What you should do >>
Reproduce the listing below word for word, keeping every line in its original order.
Listed records start
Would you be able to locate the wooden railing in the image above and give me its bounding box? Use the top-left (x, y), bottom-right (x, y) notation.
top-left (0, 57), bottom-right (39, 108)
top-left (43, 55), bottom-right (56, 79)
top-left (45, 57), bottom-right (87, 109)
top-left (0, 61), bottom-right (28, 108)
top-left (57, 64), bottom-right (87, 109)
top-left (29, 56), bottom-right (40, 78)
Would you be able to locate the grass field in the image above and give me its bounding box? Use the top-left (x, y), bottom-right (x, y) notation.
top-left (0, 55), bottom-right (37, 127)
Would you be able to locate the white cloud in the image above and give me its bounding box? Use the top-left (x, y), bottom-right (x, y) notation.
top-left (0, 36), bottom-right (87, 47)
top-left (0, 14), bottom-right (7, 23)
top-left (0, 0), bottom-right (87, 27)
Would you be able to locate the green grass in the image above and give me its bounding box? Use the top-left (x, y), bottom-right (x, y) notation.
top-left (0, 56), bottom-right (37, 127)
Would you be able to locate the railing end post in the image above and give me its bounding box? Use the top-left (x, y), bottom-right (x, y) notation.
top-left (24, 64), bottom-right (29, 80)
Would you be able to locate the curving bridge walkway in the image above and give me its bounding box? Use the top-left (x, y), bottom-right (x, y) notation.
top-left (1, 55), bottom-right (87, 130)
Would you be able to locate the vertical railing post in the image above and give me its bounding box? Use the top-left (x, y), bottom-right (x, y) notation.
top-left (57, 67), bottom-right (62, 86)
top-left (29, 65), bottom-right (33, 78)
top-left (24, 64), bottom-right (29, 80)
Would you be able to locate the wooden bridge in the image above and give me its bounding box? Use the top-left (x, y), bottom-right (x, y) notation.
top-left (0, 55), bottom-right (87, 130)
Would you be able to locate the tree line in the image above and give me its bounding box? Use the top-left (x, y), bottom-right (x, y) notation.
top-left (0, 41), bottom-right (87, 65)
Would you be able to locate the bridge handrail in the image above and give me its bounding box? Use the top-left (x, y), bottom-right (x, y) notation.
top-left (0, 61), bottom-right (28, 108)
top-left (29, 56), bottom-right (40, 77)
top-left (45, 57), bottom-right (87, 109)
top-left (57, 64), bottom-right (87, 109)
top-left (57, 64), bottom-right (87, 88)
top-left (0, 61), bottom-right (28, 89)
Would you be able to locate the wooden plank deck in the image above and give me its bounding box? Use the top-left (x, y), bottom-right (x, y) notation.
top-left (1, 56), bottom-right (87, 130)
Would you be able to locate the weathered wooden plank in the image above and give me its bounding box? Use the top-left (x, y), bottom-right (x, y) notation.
Listed records end
Exercise solution >>
Would you be able to locate the wooden railing in the image above and give me its bounding box? Use the top-left (x, y), bottom-right (x, y) notation.
top-left (0, 57), bottom-right (39, 108)
top-left (43, 55), bottom-right (56, 79)
top-left (45, 57), bottom-right (87, 109)
top-left (0, 61), bottom-right (28, 108)
top-left (57, 64), bottom-right (87, 109)
top-left (29, 56), bottom-right (40, 78)
Would you be able to locate the grass field in the image above and give me its bounding box? Use the top-left (x, y), bottom-right (x, y) notation.
top-left (0, 55), bottom-right (37, 127)
Would you be able to locate the white cloud in the image above and give me its bounding box? Use the top-left (x, y), bottom-right (x, y) notation.
top-left (0, 36), bottom-right (87, 47)
top-left (0, 14), bottom-right (7, 23)
top-left (0, 0), bottom-right (87, 27)
Would you be able to locate the green grass in the image above and give me its bounding box? Use the top-left (x, y), bottom-right (x, y) notation.
top-left (0, 56), bottom-right (37, 127)
Would you be able to locate the railing end post in the image above and give me its bounding box? Use the top-left (x, y), bottom-right (x, y) notation.
top-left (24, 64), bottom-right (29, 80)
Would you be able to locate the curving bridge walkway in the image above and give me its bounding box? Use the top-left (x, y), bottom-right (x, y) notation.
top-left (1, 55), bottom-right (87, 130)
Would you be able to locate the vertical railing post in the image above and give me its bounding box? Use the top-left (x, y), bottom-right (x, y) notation.
top-left (57, 67), bottom-right (62, 86)
top-left (29, 65), bottom-right (33, 78)
top-left (24, 64), bottom-right (29, 80)
Would you be able to locate the wooden bridge in the image above and give me its bounding box? Use the top-left (x, y), bottom-right (x, y) notation.
top-left (0, 55), bottom-right (87, 130)
Would you be able to locate the tree line in the image above and give me its bounding box? Use the top-left (x, y), bottom-right (x, y) notation.
top-left (0, 41), bottom-right (87, 65)
Would you be able to locate the bridge handrail in the image above and give me its bounding box? Use the top-left (x, y), bottom-right (x, y) notation.
top-left (0, 61), bottom-right (28, 108)
top-left (29, 56), bottom-right (40, 77)
top-left (45, 57), bottom-right (87, 109)
top-left (57, 64), bottom-right (87, 109)
top-left (57, 64), bottom-right (87, 88)
top-left (0, 61), bottom-right (28, 89)
Would you be able to locate the wooden plank deck in the image above and give me its bounding box? Use the top-left (x, y), bottom-right (x, y) notation.
top-left (1, 56), bottom-right (87, 130)
Would you be able to locate the weathered wooden plank in the image above and give me its bounding box? Use the top-left (x, y), bottom-right (x, y) notation.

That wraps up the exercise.